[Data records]
****************

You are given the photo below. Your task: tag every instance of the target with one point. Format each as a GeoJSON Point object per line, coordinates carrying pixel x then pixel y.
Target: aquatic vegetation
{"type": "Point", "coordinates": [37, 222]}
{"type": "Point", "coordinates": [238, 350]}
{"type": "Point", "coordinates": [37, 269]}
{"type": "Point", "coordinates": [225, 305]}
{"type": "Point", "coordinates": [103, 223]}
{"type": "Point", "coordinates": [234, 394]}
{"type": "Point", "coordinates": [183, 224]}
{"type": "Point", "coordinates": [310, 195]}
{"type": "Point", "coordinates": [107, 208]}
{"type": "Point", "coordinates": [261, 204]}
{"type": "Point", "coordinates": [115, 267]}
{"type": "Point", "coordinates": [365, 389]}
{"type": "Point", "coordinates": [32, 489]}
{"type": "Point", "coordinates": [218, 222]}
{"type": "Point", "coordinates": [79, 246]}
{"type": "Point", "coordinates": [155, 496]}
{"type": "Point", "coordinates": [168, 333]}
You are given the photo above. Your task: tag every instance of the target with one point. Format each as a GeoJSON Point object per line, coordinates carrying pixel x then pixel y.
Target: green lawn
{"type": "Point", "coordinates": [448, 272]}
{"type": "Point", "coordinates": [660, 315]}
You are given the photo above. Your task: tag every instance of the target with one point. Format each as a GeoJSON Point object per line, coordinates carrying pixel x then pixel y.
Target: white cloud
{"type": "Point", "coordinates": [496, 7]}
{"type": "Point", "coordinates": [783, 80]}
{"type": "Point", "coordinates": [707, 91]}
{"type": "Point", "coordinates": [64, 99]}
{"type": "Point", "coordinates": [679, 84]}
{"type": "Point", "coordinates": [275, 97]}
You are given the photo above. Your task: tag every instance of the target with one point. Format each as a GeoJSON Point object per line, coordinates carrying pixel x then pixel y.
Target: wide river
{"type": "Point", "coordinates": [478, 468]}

****************

▶ **EXERCISE REQUIREMENTS**: Write out the data again, exactly and in full.

▶ **PROBLEM SOLUTION**:
You are given the photo below. Your task: tag every instance of the target with one point. Format each as a GeoJSON Point object per line, coordinates carrying pixel x then pixel y.
Target: aquatic vegetation
{"type": "Point", "coordinates": [37, 222]}
{"type": "Point", "coordinates": [238, 350]}
{"type": "Point", "coordinates": [37, 269]}
{"type": "Point", "coordinates": [225, 305]}
{"type": "Point", "coordinates": [103, 223]}
{"type": "Point", "coordinates": [234, 394]}
{"type": "Point", "coordinates": [183, 224]}
{"type": "Point", "coordinates": [310, 195]}
{"type": "Point", "coordinates": [107, 208]}
{"type": "Point", "coordinates": [261, 204]}
{"type": "Point", "coordinates": [115, 267]}
{"type": "Point", "coordinates": [365, 389]}
{"type": "Point", "coordinates": [32, 489]}
{"type": "Point", "coordinates": [218, 222]}
{"type": "Point", "coordinates": [79, 246]}
{"type": "Point", "coordinates": [155, 496]}
{"type": "Point", "coordinates": [168, 333]}
You are given the photo above. Your task: tag every instance of the target with one point. Format each as a GeoJSON Point object per line, coordinates carrying pixel x then pixel y.
Target: green lawn
{"type": "Point", "coordinates": [448, 272]}
{"type": "Point", "coordinates": [660, 315]}
You are given the photo above. Your task: tag every instance of the target with one point. Format each as a GeoJSON Point object per line, coordinates carrying pixel x then pixel y.
Target: white cloud
{"type": "Point", "coordinates": [496, 7]}
{"type": "Point", "coordinates": [783, 80]}
{"type": "Point", "coordinates": [707, 91]}
{"type": "Point", "coordinates": [64, 99]}
{"type": "Point", "coordinates": [679, 84]}
{"type": "Point", "coordinates": [275, 97]}
You are given the photo above. Your task: tag every instance of the target with one point. Format each as a GeoJSON Point object per line, coordinates carrying pixel x then pixel y.
Target: wide river
{"type": "Point", "coordinates": [478, 468]}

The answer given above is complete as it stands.